Record extracts >>
---------------
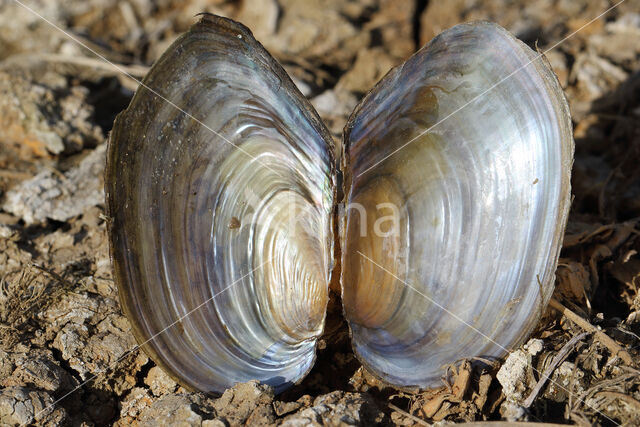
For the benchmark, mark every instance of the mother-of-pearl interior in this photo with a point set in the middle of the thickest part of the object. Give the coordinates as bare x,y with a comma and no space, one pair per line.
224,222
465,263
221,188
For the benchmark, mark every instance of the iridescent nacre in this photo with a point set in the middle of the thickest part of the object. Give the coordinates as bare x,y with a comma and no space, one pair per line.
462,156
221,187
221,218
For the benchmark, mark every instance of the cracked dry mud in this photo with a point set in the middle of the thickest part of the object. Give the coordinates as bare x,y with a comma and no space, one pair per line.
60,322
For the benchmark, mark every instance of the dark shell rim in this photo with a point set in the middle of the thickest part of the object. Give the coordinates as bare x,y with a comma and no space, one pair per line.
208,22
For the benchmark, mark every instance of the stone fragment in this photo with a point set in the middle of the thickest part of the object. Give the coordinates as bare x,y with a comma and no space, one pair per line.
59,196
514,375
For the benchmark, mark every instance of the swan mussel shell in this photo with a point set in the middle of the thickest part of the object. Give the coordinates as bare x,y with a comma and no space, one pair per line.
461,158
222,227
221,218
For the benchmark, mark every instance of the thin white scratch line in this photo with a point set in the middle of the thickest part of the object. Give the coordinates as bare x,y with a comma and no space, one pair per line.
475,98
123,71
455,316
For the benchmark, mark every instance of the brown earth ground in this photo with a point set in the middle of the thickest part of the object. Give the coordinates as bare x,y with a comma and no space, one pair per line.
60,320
---------------
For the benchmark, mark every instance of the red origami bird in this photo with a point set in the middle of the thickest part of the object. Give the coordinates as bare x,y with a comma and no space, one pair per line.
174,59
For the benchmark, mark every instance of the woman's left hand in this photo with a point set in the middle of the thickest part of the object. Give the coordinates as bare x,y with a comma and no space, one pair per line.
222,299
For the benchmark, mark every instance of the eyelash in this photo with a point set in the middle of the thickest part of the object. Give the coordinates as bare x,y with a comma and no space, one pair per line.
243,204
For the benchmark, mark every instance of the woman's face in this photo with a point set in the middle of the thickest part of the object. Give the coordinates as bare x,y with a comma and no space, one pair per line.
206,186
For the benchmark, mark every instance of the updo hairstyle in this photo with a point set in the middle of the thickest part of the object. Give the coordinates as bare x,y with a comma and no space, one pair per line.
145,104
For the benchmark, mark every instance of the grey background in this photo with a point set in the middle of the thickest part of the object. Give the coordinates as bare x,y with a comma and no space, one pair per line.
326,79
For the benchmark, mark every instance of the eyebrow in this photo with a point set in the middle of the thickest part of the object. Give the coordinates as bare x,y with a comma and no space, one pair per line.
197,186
---------------
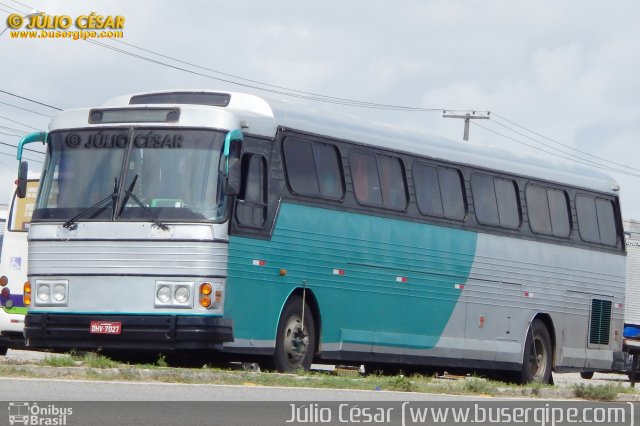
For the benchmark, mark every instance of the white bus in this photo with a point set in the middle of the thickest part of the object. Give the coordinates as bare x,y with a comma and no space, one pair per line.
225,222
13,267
---------------
Work required >> Pick out every line in the rows above that contains the string "woman" and copy each one in full.

Solved problem >>
For the benchmark, mark every instance of the woman's left hand in this photo with a point set in the middle of the thickest part of the object. Give the coordinates as bare x,y with a comma and no space, one pair per line.
For the benchmark, mark every instance of the woman's face in this photo with a point set in the middle of the thickest part of the object. Give the coordinates as bare x,y with a comma and no space, one pair per line.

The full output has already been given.